THE DATA:
____________

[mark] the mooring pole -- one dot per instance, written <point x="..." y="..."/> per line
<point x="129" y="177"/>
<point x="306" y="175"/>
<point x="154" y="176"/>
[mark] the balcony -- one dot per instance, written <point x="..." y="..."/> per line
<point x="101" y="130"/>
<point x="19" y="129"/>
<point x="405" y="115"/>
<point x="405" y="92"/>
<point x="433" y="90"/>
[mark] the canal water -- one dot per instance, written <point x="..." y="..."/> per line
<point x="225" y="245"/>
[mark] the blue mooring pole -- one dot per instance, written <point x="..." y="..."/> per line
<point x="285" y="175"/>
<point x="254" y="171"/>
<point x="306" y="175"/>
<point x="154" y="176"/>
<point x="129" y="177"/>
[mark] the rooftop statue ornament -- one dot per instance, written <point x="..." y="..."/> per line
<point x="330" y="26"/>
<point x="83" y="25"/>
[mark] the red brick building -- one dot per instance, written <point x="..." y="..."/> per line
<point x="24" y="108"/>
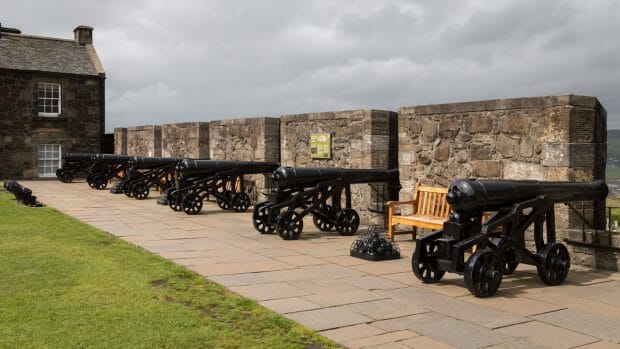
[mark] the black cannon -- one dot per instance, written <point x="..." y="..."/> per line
<point x="145" y="172"/>
<point x="490" y="218"/>
<point x="74" y="164"/>
<point x="223" y="180"/>
<point x="22" y="194"/>
<point x="317" y="191"/>
<point x="106" y="167"/>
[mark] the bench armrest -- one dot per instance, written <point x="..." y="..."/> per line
<point x="400" y="203"/>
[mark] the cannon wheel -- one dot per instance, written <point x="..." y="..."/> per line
<point x="223" y="204"/>
<point x="260" y="214"/>
<point x="483" y="273"/>
<point x="99" y="183"/>
<point x="290" y="224"/>
<point x="424" y="261"/>
<point x="509" y="257"/>
<point x="65" y="176"/>
<point x="347" y="222"/>
<point x="321" y="223"/>
<point x="140" y="190"/>
<point x="127" y="189"/>
<point x="554" y="263"/>
<point x="173" y="201"/>
<point x="192" y="203"/>
<point x="240" y="202"/>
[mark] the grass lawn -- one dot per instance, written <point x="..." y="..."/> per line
<point x="65" y="284"/>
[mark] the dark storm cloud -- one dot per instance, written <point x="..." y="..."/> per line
<point x="202" y="60"/>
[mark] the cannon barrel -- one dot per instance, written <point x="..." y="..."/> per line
<point x="492" y="195"/>
<point x="189" y="168"/>
<point x="73" y="157"/>
<point x="288" y="177"/>
<point x="111" y="158"/>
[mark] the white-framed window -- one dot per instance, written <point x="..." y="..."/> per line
<point x="48" y="159"/>
<point x="48" y="99"/>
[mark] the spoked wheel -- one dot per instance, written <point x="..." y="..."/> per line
<point x="425" y="262"/>
<point x="223" y="204"/>
<point x="89" y="180"/>
<point x="99" y="183"/>
<point x="510" y="259"/>
<point x="240" y="202"/>
<point x="140" y="190"/>
<point x="65" y="176"/>
<point x="128" y="189"/>
<point x="192" y="203"/>
<point x="290" y="224"/>
<point x="260" y="218"/>
<point x="322" y="223"/>
<point x="483" y="273"/>
<point x="554" y="263"/>
<point x="347" y="222"/>
<point x="173" y="200"/>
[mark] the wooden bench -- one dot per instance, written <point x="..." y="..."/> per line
<point x="430" y="210"/>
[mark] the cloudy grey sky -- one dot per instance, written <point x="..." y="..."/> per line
<point x="170" y="61"/>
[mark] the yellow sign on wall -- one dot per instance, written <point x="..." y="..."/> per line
<point x="321" y="146"/>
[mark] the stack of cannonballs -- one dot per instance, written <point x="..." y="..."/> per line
<point x="374" y="245"/>
<point x="22" y="194"/>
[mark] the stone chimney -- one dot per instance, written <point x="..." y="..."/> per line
<point x="83" y="35"/>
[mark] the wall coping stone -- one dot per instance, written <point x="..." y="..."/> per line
<point x="502" y="104"/>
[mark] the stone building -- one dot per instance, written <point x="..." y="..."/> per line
<point x="51" y="101"/>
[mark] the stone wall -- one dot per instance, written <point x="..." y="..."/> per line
<point x="120" y="141"/>
<point x="360" y="139"/>
<point x="79" y="127"/>
<point x="557" y="138"/>
<point x="246" y="139"/>
<point x="186" y="140"/>
<point x="144" y="140"/>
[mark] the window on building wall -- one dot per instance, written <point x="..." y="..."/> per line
<point x="48" y="159"/>
<point x="49" y="99"/>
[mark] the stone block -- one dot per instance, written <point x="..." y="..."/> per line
<point x="448" y="128"/>
<point x="487" y="168"/>
<point x="480" y="152"/>
<point x="478" y="123"/>
<point x="508" y="147"/>
<point x="523" y="170"/>
<point x="515" y="124"/>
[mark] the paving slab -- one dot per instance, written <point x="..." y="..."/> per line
<point x="381" y="339"/>
<point x="386" y="308"/>
<point x="351" y="333"/>
<point x="461" y="334"/>
<point x="328" y="318"/>
<point x="547" y="335"/>
<point x="600" y="326"/>
<point x="289" y="305"/>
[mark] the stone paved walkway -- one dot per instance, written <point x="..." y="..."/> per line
<point x="358" y="303"/>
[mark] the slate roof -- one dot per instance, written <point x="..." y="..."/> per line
<point x="35" y="53"/>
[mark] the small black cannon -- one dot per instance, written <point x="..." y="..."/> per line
<point x="146" y="172"/>
<point x="107" y="167"/>
<point x="317" y="191"/>
<point x="499" y="240"/>
<point x="222" y="179"/>
<point x="22" y="194"/>
<point x="74" y="164"/>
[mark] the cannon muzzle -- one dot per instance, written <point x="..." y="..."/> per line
<point x="289" y="177"/>
<point x="492" y="195"/>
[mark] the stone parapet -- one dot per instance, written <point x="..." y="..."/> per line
<point x="185" y="140"/>
<point x="144" y="140"/>
<point x="360" y="139"/>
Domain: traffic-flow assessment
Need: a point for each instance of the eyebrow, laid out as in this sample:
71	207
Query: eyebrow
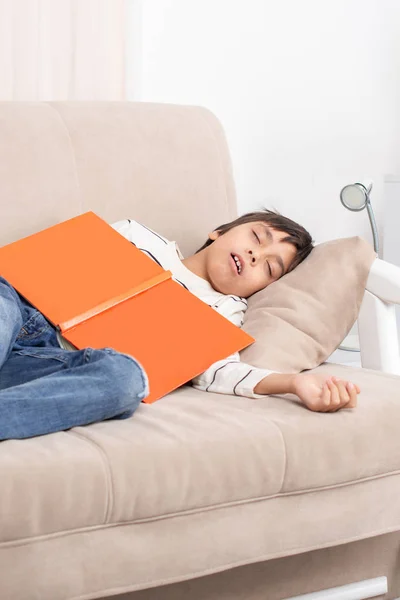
270	239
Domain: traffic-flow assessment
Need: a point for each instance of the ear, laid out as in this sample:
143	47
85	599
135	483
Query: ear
213	235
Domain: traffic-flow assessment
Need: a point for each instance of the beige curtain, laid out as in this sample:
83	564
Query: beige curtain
62	49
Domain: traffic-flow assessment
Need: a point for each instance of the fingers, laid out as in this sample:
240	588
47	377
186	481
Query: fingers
343	394
336	401
353	390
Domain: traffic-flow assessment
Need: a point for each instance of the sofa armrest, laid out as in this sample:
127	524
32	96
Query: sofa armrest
377	325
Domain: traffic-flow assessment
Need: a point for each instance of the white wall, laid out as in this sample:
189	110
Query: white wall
305	89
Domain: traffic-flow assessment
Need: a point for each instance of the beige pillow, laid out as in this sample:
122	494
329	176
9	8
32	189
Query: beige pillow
299	320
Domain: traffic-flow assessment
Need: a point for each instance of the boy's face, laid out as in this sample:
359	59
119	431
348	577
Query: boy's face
263	257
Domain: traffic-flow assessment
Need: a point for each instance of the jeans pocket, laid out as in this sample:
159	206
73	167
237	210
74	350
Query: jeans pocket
47	353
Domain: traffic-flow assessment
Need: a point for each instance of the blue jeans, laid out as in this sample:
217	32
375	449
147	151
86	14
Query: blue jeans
44	388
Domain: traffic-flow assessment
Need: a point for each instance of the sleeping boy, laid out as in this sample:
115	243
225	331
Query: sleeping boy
46	385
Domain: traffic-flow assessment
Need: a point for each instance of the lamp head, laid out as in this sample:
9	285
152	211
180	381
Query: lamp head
356	195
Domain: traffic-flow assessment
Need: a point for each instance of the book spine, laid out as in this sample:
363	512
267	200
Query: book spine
67	325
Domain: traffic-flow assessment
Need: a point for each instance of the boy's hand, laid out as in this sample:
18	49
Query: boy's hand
323	393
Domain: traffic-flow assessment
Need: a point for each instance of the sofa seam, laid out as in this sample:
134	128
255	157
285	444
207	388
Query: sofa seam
285	456
67	532
107	471
232	565
71	145
201	116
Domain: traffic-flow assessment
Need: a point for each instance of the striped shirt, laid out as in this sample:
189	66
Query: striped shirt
228	376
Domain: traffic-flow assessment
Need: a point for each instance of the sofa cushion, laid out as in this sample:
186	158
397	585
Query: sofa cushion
299	320
213	481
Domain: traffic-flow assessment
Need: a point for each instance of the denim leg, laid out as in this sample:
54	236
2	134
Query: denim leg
11	319
57	389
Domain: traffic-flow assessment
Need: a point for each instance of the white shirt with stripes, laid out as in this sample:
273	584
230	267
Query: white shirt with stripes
227	376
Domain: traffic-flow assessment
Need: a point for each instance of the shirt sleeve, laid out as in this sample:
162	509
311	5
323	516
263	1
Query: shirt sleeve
231	375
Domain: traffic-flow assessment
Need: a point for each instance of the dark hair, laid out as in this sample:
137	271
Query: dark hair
297	235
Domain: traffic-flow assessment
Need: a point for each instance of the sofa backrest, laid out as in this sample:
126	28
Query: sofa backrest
166	166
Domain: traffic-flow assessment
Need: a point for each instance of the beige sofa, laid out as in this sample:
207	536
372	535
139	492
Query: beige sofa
199	496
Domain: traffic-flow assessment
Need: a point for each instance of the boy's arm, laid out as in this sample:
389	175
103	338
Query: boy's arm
317	391
231	376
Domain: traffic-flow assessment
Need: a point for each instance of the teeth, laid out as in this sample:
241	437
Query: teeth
237	261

____________

WHAT IS BEING ASKED: An exact copy is needed of the lines from the one containing "Need: a point for each instance of the teeth, laid" through the end of the records.

SOLUTION TO THIS EXERCISE:
Need: a point for each instance of the teeth, laid out as in this sample:
241	437
Query: teeth
237	261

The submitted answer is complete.